• ACTIONS TO TAKE
[1] In the passage on realism and US foreign policy, which two treaties together form the Peace of Westphalia?
[2] Extend the essay on realism and US foreign policy under Trump, picking up after its final sentence.

• PASSAGE PROVIDED
.....

Realism and its variants remain one of the dominant theories of international relations. Why? Because it engages with war and conflict, regular conditions of the international system.
Also, because the Westphalian state system is its point of departure, a system created by the Treaties of Osnabruck and Münster, which together form the ‘Peace of Westphalia’ (1648), that ended the ‘Thirty Years War’ and were crucial in delimiting the political rights and authority of European monarchs.
Among others, the treaties granted monarchs rights to maintain standing armies, build fortifications, and levy taxes, thus privileging sovereignty.
Since then these rights have become the staple of most states.
While realism has different variants, it shares some core principles and understandings of international relations.
Chief among these are: states are the main actors of the international system, the state’s first law of motion is to define and protect its national interest, state survival and self-help – notions that derive from classical realists such as Thucydides and Niccoló Machiavelli and structural realists such as Kenneth Waltz.
Power is the defining concept of international relations and military power is its most important embodiment.
Sovereignty is inextricably linked to forms of statism – the core mantra of realism.
‘DESTRUCTIVE REALISM’
This incomplete framing provides a wider intellectual canvas against which the United States’ (US) international relations under Donald Trump should be seen.
While the US has pursued different variants of realism for several decades, Trump pursues a particular and destructive brand of realism – that of a ‘predatory hegemon’ as Stephen M Walt of the Harvard Kennedy School recently argued in Foreign Affairs.
Predatory hegemons, as Walt says, use their power to “extract concessions, tribute, and displays of deference from both allies and adversaries, pursuing short-term gains in what it sees as a purely zero-sum world”.
Under Trump, the United States behaves like an apex predator.
Since the founding of the United Nations, the broad architecture of world politics has gone from the bipolarity of the former Cold War to the unipolar moment, dominated by the US, to today’s asymmetric multipolarity.
Walt shows how the US’s ‘grand strategy’ has shifted along with such reconfigurations.
Invoking the metaphor of a “big, beautiful department store” (remember Trump referring to Gaza as “a beautiful piece of real estate”), Trump’s transactional approach, as Walt shows, is anchored in a misguided belief that the United States “has enormous and enduring leverage over nearly every country in the world”.
Typical of predatory hegemons, Trump tries to structure transactions with other states and regions in “a purely zero-sum fashion, so that the benefits are always distributed in its favour”.
In contrast, benign hegemons impose unfair burdens on their allies only when necessary because they believe their security and welfare are enhanced when their allies and partners prosper.
Predatory hegemons rely on their coercive power to dominate and force others into submission. Dependence and geopolitics trump complex interdependence.

.....

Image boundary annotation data
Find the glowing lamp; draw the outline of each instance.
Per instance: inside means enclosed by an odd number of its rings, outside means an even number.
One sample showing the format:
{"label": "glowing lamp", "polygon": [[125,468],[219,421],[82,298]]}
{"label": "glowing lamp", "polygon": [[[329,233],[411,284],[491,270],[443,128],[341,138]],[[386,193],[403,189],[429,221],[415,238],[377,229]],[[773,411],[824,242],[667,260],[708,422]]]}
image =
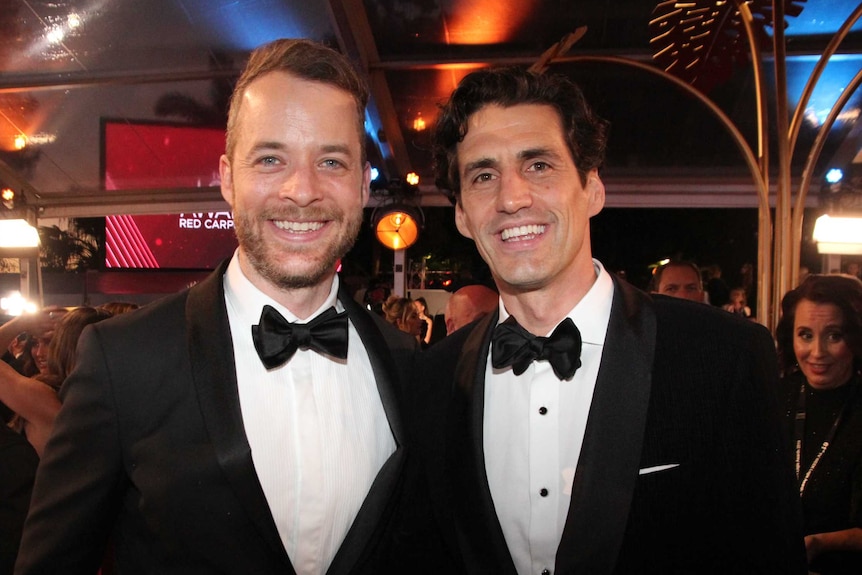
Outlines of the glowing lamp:
{"label": "glowing lamp", "polygon": [[378,208],[371,219],[377,240],[391,250],[403,250],[416,243],[422,222],[421,210],[408,204]]}
{"label": "glowing lamp", "polygon": [[814,223],[813,235],[821,254],[862,254],[862,218],[824,214]]}
{"label": "glowing lamp", "polygon": [[39,232],[26,220],[0,219],[0,257],[39,255]]}

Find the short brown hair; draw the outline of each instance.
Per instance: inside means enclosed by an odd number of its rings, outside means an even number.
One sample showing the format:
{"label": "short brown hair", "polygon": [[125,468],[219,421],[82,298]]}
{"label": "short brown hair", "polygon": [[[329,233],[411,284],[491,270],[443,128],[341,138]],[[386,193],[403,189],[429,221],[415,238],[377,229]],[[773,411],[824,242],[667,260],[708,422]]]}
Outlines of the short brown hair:
{"label": "short brown hair", "polygon": [[437,186],[455,198],[461,195],[457,146],[467,135],[470,116],[489,105],[520,104],[551,106],[557,111],[572,161],[586,185],[587,173],[604,163],[608,123],[593,113],[578,85],[565,76],[512,66],[468,74],[442,107],[434,133]]}
{"label": "short brown hair", "polygon": [[356,126],[362,163],[365,163],[365,107],[368,86],[350,60],[332,48],[303,39],[282,38],[260,46],[251,53],[245,70],[237,80],[230,98],[227,117],[226,154],[233,159],[236,147],[237,117],[248,86],[270,72],[286,72],[303,80],[328,84],[344,90],[356,103]]}

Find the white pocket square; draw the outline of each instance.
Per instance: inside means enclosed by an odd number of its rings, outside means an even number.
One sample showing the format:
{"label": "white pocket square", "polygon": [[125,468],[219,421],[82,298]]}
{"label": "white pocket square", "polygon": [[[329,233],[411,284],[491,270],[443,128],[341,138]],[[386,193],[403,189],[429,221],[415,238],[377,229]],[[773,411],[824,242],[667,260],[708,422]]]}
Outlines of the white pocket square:
{"label": "white pocket square", "polygon": [[657,471],[666,471],[668,469],[673,469],[674,467],[679,467],[679,463],[668,463],[667,465],[656,465],[655,467],[644,467],[643,469],[638,471],[638,475],[648,475],[650,473],[655,473]]}

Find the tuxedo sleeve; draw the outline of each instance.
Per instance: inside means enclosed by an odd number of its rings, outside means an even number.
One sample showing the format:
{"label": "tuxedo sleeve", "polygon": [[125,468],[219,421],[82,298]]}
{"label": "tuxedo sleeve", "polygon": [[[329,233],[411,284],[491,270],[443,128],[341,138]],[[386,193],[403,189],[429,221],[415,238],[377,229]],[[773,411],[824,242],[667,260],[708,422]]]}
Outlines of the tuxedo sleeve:
{"label": "tuxedo sleeve", "polygon": [[77,367],[36,474],[16,573],[96,573],[126,484],[110,369],[95,332]]}

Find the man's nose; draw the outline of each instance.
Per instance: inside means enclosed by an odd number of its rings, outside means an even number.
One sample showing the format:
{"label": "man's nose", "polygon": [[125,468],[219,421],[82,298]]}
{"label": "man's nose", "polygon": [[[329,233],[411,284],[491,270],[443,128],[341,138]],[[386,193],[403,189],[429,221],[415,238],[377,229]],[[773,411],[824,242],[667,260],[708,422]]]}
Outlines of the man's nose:
{"label": "man's nose", "polygon": [[498,209],[513,214],[533,204],[533,192],[520,175],[504,174],[500,179]]}
{"label": "man's nose", "polygon": [[279,197],[293,201],[298,206],[307,206],[320,198],[320,186],[316,171],[298,167],[290,172],[281,184]]}

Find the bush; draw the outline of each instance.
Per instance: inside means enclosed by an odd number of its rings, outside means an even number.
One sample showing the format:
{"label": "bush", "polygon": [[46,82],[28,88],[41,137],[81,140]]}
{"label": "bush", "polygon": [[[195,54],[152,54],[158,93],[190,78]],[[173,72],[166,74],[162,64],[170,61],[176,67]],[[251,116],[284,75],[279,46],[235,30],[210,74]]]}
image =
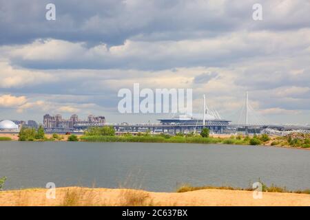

.....

• ANSWERS
[1] The Treaties of Osnabruck and Münster.

[2]
HISTORICALLY SPEAKING
Predatory hegemons are not new – as evidenced by colonialism, imperialism, Nazi Germany and the Soviet Union’s relations with its former Warsaw Pact allies.
Such hegemons all viewed bilateral relations as zero-sum and constructed exploitative core-periphery networks of dominance and submission.
The mentality of ‘might is right’ pervaded their interactions with the world system.
What is specific to Trump is his brand of ‘offensive realism’, his invocation of distortive tariffs, his pernicious use of resource nationalism, and his systematic hollowing-out of a global multilateral system of institutions, practices and values.
Trump’s ill-conceived ‘Board of Peace’ is the ultimate insult to the UN and to multilateralism organised around large numbers of states, or universally, rather than by unilateral state action.
We see a decline of the idealist paradigm and a return to what René Girard calls “the escalation up to extremes” – a Clausewitzian notion informed by corrosive illiberal ‘offensive realism’ – when the anarchical, self-help system (read America First) compels states to maximise their relative power positions.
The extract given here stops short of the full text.